### Exercise description
Copy the material word for word, starting at its first line and ending with the line that contains "(725, 1218)", both included.

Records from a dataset
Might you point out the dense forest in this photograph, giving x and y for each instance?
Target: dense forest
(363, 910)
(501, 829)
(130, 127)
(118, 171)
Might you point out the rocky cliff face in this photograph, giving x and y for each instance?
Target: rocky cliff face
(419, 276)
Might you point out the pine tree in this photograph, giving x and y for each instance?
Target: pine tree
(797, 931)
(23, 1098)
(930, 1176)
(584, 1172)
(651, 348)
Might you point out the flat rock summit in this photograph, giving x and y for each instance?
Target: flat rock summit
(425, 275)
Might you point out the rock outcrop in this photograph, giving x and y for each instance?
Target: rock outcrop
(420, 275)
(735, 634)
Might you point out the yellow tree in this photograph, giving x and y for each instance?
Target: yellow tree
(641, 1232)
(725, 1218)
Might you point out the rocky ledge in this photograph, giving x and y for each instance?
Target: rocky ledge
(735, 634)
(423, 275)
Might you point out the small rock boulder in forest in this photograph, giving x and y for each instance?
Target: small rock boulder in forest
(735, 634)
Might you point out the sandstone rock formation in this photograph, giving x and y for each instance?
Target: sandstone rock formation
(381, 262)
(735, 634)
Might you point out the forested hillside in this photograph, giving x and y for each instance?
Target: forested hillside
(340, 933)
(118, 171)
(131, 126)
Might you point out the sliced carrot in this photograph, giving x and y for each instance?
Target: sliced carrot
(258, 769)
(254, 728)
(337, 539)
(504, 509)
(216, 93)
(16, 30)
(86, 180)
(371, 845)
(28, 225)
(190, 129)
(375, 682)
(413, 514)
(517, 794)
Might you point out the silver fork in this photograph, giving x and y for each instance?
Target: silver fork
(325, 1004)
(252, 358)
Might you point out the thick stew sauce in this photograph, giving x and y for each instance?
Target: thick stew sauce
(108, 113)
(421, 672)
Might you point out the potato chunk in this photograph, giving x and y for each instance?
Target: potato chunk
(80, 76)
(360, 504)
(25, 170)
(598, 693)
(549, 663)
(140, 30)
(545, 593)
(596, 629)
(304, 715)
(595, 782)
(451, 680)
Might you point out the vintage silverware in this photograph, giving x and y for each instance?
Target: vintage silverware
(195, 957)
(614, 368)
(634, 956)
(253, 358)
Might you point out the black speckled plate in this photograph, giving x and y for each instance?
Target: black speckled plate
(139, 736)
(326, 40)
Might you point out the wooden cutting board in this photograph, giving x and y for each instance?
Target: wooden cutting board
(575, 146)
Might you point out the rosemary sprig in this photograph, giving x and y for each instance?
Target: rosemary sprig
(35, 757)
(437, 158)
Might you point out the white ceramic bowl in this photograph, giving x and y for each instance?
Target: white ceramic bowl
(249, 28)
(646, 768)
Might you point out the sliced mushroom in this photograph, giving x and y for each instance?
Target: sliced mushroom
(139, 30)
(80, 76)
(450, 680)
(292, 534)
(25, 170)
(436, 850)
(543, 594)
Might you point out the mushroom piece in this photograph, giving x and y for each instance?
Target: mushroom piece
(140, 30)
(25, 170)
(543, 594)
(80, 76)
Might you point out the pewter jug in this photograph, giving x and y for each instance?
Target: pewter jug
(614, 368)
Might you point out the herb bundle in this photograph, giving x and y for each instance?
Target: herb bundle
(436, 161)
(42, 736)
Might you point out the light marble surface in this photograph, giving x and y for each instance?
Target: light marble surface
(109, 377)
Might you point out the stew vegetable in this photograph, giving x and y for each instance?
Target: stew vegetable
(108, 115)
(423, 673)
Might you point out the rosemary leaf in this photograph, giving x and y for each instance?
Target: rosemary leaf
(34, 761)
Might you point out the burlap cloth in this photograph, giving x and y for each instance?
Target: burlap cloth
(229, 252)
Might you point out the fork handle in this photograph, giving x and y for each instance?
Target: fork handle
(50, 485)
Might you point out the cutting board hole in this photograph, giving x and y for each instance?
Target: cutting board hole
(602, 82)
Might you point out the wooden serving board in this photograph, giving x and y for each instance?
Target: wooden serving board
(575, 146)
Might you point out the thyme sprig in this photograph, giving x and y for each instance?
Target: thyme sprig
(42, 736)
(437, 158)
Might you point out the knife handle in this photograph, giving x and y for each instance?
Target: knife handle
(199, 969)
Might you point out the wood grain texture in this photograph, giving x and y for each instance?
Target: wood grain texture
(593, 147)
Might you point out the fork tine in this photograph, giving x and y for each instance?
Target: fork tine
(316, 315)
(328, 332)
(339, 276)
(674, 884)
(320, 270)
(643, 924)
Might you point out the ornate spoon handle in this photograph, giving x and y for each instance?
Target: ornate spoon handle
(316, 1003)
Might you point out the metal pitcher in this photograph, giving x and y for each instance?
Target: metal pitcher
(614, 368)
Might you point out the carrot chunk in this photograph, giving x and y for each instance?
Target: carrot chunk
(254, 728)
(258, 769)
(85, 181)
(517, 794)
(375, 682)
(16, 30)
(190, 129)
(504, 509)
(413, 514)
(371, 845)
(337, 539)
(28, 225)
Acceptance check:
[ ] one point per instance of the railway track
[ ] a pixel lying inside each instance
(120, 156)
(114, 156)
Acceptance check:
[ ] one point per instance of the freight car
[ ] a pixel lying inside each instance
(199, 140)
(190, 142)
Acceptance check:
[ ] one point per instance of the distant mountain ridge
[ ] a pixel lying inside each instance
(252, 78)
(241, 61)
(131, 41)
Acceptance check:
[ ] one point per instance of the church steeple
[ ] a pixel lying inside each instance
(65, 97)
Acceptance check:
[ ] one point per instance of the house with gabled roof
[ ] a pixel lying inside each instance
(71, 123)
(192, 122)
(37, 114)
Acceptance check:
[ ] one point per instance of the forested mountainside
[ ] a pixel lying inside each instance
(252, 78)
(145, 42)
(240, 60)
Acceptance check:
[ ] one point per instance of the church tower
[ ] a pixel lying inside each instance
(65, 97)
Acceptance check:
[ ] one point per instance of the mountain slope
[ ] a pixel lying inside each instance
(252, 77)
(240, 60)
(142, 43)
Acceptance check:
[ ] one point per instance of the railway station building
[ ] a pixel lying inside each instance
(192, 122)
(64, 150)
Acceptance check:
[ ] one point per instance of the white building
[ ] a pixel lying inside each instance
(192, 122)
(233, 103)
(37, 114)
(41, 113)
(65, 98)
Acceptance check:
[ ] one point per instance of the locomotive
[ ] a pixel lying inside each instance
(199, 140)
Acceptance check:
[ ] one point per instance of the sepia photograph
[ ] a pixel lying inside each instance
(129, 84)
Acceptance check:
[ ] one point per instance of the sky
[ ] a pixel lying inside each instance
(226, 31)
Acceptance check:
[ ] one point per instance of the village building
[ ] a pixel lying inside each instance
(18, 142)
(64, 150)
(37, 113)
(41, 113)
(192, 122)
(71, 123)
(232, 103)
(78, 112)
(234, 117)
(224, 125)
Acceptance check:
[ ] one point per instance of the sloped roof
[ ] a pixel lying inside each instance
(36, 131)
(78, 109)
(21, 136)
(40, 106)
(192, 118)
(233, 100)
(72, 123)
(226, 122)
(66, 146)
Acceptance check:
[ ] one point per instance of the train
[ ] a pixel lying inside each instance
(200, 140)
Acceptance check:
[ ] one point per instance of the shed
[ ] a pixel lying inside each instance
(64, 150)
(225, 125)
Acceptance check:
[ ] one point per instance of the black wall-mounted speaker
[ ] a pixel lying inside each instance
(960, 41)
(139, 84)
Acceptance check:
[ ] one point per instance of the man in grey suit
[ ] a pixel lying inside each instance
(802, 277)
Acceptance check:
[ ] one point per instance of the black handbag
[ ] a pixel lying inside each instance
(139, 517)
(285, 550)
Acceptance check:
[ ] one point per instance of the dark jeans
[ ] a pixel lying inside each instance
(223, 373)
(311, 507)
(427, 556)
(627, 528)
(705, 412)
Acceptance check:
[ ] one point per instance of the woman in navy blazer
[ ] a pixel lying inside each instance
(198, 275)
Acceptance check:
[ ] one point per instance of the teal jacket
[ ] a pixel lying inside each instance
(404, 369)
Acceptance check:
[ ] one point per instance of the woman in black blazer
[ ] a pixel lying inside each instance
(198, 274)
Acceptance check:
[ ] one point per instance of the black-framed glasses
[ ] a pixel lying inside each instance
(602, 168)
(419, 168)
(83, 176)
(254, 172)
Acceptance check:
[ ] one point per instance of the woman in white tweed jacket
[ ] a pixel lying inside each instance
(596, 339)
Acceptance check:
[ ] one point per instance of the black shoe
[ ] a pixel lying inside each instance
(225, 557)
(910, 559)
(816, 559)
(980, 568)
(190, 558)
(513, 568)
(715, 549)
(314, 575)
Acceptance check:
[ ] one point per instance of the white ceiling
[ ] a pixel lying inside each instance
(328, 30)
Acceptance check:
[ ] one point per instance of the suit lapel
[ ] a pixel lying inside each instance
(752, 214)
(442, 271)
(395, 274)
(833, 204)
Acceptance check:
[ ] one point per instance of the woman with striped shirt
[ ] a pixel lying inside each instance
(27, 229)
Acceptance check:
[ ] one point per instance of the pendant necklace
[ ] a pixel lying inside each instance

### Exercise result
Might you point out the dense forest in this photograph, giving x and y for each instance?
Target: dense forest
(363, 910)
(501, 829)
(130, 127)
(118, 171)
Might you point out the rocky cliff face in this photograph, giving x and y for each instance?
Target: rocky cliff face
(419, 276)
Might you point out the pine tree in this photograph, giving x and y for each instance?
Target: pine tree
(797, 931)
(23, 1098)
(930, 1176)
(584, 1172)
(651, 348)
Might you point out the flat rock summit in this photograph, giving x and y for each instance?
Target: flat rock summit
(425, 275)
Might you point out the rock outcrop in this photograph, giving x and y for each instance?
Target: rock outcrop
(420, 275)
(735, 634)
Might you point out the yellow tree in this photograph, giving x and y for each instance?
Target: yellow tree
(641, 1232)
(725, 1218)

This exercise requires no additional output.